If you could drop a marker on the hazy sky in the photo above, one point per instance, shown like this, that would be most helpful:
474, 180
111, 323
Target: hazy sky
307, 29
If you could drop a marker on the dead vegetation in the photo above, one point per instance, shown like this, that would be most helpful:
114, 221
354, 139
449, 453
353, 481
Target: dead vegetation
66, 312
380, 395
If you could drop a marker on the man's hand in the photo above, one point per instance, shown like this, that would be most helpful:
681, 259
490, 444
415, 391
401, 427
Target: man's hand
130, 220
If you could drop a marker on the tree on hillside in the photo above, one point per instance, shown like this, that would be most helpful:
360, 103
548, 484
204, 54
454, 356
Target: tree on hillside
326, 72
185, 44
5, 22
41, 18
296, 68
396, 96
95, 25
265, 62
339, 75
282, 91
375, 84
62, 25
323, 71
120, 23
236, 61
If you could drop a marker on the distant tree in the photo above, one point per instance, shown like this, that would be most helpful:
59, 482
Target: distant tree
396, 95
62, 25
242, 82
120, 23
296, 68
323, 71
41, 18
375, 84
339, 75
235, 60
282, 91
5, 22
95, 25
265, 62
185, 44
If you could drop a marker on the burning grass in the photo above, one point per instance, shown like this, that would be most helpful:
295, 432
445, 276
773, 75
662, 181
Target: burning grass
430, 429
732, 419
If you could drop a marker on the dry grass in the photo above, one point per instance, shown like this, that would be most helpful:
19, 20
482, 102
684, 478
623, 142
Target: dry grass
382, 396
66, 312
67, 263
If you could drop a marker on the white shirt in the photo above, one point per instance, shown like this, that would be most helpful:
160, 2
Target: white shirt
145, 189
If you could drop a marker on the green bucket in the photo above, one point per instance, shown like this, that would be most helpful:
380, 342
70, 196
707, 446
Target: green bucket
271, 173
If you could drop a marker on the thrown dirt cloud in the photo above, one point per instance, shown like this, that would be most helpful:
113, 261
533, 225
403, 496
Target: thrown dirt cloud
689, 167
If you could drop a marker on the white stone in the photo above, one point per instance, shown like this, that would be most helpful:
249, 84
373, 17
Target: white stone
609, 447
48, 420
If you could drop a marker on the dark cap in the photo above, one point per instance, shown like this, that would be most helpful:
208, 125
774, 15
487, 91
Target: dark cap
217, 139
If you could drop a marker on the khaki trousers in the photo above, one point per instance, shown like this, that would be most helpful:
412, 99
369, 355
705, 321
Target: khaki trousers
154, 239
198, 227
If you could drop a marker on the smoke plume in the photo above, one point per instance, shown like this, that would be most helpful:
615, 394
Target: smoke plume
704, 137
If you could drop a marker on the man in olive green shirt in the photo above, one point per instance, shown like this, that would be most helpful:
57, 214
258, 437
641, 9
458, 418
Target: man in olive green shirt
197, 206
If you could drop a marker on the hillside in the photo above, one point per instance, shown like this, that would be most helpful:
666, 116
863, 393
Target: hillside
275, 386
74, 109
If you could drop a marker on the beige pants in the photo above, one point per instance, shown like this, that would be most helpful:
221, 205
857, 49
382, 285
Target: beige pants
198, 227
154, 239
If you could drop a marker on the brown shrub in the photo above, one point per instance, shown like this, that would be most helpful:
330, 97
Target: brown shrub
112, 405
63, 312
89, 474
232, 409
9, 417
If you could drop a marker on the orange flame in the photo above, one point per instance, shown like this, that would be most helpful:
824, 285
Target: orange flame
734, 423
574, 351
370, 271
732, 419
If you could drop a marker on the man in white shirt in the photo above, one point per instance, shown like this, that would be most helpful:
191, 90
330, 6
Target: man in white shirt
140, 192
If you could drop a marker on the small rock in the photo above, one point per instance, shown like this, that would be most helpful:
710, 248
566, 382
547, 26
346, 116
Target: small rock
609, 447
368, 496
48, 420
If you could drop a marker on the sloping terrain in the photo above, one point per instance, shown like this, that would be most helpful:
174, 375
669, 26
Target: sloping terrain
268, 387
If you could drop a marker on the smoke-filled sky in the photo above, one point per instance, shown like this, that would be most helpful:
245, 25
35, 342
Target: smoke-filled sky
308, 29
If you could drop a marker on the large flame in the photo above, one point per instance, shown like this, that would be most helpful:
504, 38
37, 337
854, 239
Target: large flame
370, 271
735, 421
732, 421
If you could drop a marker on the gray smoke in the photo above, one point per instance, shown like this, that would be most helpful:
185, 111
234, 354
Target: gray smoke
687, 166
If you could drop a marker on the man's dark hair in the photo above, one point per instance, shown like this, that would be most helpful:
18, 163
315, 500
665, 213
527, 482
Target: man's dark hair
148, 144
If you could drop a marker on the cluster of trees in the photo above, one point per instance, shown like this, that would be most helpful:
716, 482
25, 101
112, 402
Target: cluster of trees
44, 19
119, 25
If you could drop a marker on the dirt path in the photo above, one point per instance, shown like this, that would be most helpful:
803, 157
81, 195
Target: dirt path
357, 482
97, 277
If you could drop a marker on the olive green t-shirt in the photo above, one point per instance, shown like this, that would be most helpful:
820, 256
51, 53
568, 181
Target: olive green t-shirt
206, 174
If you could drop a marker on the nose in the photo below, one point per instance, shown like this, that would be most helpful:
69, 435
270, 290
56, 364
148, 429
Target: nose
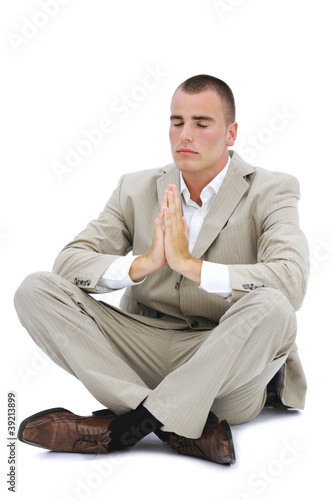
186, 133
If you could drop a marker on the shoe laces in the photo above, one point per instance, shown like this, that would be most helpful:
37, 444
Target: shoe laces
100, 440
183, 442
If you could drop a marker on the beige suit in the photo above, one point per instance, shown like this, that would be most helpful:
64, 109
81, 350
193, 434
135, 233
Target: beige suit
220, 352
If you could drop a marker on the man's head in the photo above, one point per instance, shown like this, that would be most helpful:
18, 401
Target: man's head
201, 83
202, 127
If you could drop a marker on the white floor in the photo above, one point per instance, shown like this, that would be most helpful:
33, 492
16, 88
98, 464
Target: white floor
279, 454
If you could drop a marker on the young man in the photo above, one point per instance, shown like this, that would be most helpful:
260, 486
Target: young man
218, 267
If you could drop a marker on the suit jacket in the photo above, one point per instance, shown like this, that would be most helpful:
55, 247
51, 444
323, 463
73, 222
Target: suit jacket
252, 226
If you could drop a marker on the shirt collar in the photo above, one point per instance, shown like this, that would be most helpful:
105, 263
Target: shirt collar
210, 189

## Your instructions
Reproduce, line for line, the text starting at the line containing "If you could drop a marker on the shirt" and ending at the final line of the entries.

## The solution
If you could drop a marker on the shirt collar in the photo above, one point per instance, shown like this, that would be most helpful:
105, 263
Target: shirt collar
210, 189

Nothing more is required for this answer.